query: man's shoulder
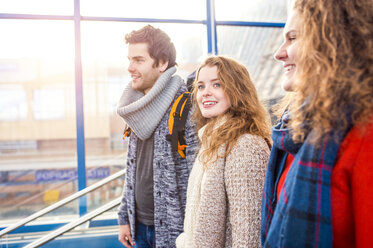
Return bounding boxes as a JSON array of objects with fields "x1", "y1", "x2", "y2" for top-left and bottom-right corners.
[
  {"x1": 163, "y1": 83, "x2": 189, "y2": 115},
  {"x1": 174, "y1": 82, "x2": 188, "y2": 96}
]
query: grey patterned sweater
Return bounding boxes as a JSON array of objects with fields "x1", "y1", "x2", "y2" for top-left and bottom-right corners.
[{"x1": 117, "y1": 82, "x2": 198, "y2": 248}]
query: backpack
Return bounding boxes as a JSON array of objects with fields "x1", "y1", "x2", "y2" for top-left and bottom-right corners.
[
  {"x1": 122, "y1": 92, "x2": 191, "y2": 159},
  {"x1": 166, "y1": 92, "x2": 191, "y2": 159}
]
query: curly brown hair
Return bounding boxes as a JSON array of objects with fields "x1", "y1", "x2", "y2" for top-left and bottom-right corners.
[
  {"x1": 192, "y1": 56, "x2": 272, "y2": 167},
  {"x1": 288, "y1": 0, "x2": 373, "y2": 143}
]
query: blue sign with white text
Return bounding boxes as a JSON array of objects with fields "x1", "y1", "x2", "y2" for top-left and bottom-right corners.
[{"x1": 35, "y1": 167, "x2": 110, "y2": 182}]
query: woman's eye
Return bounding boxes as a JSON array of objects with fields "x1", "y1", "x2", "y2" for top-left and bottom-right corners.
[
  {"x1": 197, "y1": 85, "x2": 204, "y2": 90},
  {"x1": 288, "y1": 33, "x2": 297, "y2": 42},
  {"x1": 213, "y1": 83, "x2": 221, "y2": 88}
]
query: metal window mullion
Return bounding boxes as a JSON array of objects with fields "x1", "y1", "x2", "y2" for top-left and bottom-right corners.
[
  {"x1": 74, "y1": 0, "x2": 87, "y2": 216},
  {"x1": 206, "y1": 0, "x2": 217, "y2": 55}
]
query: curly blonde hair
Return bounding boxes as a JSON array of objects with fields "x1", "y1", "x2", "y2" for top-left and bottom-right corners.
[
  {"x1": 192, "y1": 56, "x2": 272, "y2": 168},
  {"x1": 288, "y1": 0, "x2": 373, "y2": 144}
]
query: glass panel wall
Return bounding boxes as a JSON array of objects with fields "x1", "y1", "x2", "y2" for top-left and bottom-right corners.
[
  {"x1": 217, "y1": 26, "x2": 285, "y2": 101},
  {"x1": 80, "y1": 0, "x2": 206, "y2": 20},
  {"x1": 0, "y1": 19, "x2": 77, "y2": 221},
  {"x1": 0, "y1": 0, "x2": 73, "y2": 15},
  {"x1": 215, "y1": 0, "x2": 287, "y2": 22}
]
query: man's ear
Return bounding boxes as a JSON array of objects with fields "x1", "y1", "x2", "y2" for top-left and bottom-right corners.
[{"x1": 159, "y1": 60, "x2": 169, "y2": 72}]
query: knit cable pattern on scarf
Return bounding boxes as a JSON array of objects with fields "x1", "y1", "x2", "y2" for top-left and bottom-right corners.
[{"x1": 117, "y1": 66, "x2": 183, "y2": 140}]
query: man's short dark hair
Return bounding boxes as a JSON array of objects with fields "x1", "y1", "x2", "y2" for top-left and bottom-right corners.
[{"x1": 125, "y1": 25, "x2": 177, "y2": 70}]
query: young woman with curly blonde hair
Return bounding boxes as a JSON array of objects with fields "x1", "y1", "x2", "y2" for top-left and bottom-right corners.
[
  {"x1": 261, "y1": 0, "x2": 373, "y2": 247},
  {"x1": 176, "y1": 55, "x2": 271, "y2": 248}
]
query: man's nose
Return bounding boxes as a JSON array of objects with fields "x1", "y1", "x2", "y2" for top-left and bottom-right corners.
[{"x1": 128, "y1": 61, "x2": 135, "y2": 72}]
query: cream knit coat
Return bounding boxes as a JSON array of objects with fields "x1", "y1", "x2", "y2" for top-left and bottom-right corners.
[{"x1": 176, "y1": 125, "x2": 270, "y2": 248}]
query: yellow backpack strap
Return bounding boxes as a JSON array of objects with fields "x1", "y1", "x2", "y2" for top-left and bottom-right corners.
[{"x1": 166, "y1": 92, "x2": 191, "y2": 159}]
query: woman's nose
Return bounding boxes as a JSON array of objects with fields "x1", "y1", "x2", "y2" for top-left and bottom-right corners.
[
  {"x1": 274, "y1": 44, "x2": 287, "y2": 61},
  {"x1": 202, "y1": 86, "x2": 212, "y2": 97}
]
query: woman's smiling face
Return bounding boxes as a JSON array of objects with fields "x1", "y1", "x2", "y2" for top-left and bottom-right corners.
[
  {"x1": 196, "y1": 66, "x2": 231, "y2": 119},
  {"x1": 274, "y1": 10, "x2": 300, "y2": 92}
]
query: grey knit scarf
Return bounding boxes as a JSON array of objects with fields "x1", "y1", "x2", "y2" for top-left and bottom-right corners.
[{"x1": 117, "y1": 67, "x2": 183, "y2": 140}]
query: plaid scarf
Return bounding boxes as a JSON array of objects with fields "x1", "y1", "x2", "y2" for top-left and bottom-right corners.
[{"x1": 261, "y1": 112, "x2": 350, "y2": 248}]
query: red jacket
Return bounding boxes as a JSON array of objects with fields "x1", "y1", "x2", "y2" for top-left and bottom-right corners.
[{"x1": 332, "y1": 120, "x2": 373, "y2": 248}]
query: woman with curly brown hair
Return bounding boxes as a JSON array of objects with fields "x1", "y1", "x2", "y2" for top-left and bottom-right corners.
[
  {"x1": 176, "y1": 55, "x2": 271, "y2": 248},
  {"x1": 261, "y1": 0, "x2": 373, "y2": 247}
]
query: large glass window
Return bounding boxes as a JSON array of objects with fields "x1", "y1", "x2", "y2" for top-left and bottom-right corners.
[
  {"x1": 0, "y1": 84, "x2": 28, "y2": 121},
  {"x1": 0, "y1": 0, "x2": 73, "y2": 15},
  {"x1": 215, "y1": 0, "x2": 287, "y2": 22},
  {"x1": 80, "y1": 0, "x2": 206, "y2": 20},
  {"x1": 0, "y1": 20, "x2": 76, "y2": 220},
  {"x1": 217, "y1": 26, "x2": 285, "y2": 101}
]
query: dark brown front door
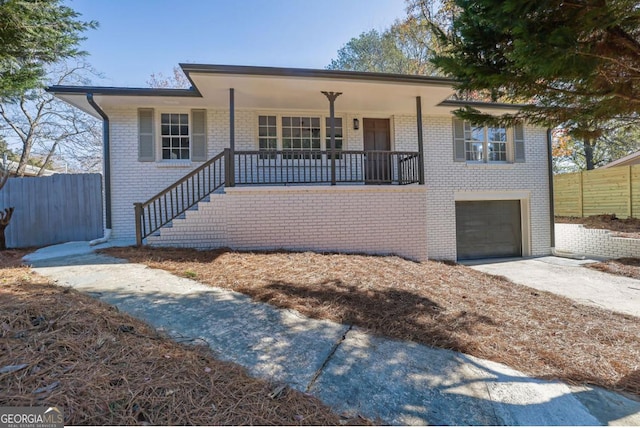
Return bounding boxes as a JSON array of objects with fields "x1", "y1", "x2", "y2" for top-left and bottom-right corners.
[{"x1": 363, "y1": 118, "x2": 391, "y2": 183}]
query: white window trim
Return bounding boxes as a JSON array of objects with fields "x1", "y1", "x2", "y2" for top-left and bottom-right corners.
[
  {"x1": 464, "y1": 122, "x2": 513, "y2": 164},
  {"x1": 256, "y1": 113, "x2": 346, "y2": 152},
  {"x1": 157, "y1": 110, "x2": 192, "y2": 163}
]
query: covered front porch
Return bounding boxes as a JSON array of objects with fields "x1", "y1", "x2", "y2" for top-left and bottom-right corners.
[
  {"x1": 134, "y1": 143, "x2": 421, "y2": 245},
  {"x1": 217, "y1": 72, "x2": 437, "y2": 187},
  {"x1": 200, "y1": 67, "x2": 469, "y2": 190},
  {"x1": 231, "y1": 149, "x2": 421, "y2": 186}
]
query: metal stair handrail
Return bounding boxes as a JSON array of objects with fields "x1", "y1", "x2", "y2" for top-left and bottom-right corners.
[{"x1": 134, "y1": 149, "x2": 229, "y2": 245}]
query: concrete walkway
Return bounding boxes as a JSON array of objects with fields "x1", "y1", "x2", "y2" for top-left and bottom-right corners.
[
  {"x1": 467, "y1": 256, "x2": 640, "y2": 318},
  {"x1": 26, "y1": 246, "x2": 640, "y2": 426}
]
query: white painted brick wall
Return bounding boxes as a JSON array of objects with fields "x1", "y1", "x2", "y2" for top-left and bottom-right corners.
[
  {"x1": 393, "y1": 115, "x2": 418, "y2": 152},
  {"x1": 149, "y1": 186, "x2": 428, "y2": 261},
  {"x1": 346, "y1": 113, "x2": 363, "y2": 150},
  {"x1": 107, "y1": 106, "x2": 551, "y2": 261},
  {"x1": 108, "y1": 107, "x2": 206, "y2": 239},
  {"x1": 423, "y1": 116, "x2": 551, "y2": 259},
  {"x1": 106, "y1": 106, "x2": 376, "y2": 240},
  {"x1": 555, "y1": 223, "x2": 640, "y2": 259}
]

▸ **EXERCISE**
This exercise asks for an exact copy of the lines from the first one in the data through the line that contains "query: glass panel wall", pictures excluded.

▸ **RESULT**
query: man's shoulder
Return bounding boxes as a JSON array of objects with fields "x1", "y1", "x2", "y2" for top-left and bottom-right corners.
[
  {"x1": 163, "y1": 83, "x2": 189, "y2": 115},
  {"x1": 174, "y1": 82, "x2": 188, "y2": 96}
]
query: grey patterned sweater
Return bounding boxes as a JSON array of objects with fields "x1", "y1", "x2", "y2" for top-left and bottom-right corners.
[{"x1": 117, "y1": 82, "x2": 198, "y2": 248}]
query: backpack
Return bounding boxes as a JSON array of objects with fields "x1", "y1", "x2", "y2" for top-left and bottom-right corners.
[
  {"x1": 122, "y1": 92, "x2": 191, "y2": 159},
  {"x1": 166, "y1": 92, "x2": 191, "y2": 159}
]
query: curly brown hair
Return bounding boxes as a JSON array of objects with fields "x1", "y1", "x2", "y2" for top-left and bottom-right corners.
[
  {"x1": 192, "y1": 56, "x2": 272, "y2": 167},
  {"x1": 288, "y1": 0, "x2": 373, "y2": 143}
]
query: blue sign with white text
Return bounding boxes as a JSON array of objects with fields "x1", "y1", "x2", "y2" for top-left and bottom-right corners.
[{"x1": 35, "y1": 167, "x2": 110, "y2": 182}]
query: woman's eye
Return bounding boxes as a JSON array of objects with fields "x1", "y1", "x2", "y2" for top-left and bottom-right corners.
[
  {"x1": 197, "y1": 85, "x2": 204, "y2": 90},
  {"x1": 288, "y1": 33, "x2": 297, "y2": 42},
  {"x1": 213, "y1": 83, "x2": 221, "y2": 88}
]
query: metal window mullion
Return bounding boxes as a JSON array of objects with fields "x1", "y1", "x2", "y2" for top-left and bottom-right corners.
[
  {"x1": 74, "y1": 0, "x2": 87, "y2": 216},
  {"x1": 206, "y1": 0, "x2": 217, "y2": 55}
]
query: curly blonde hair
Return bounding boxes as a JSON array of objects with fields "x1", "y1", "x2", "y2" for top-left and bottom-right corners.
[
  {"x1": 192, "y1": 56, "x2": 272, "y2": 168},
  {"x1": 288, "y1": 0, "x2": 373, "y2": 144}
]
query: glass panel wall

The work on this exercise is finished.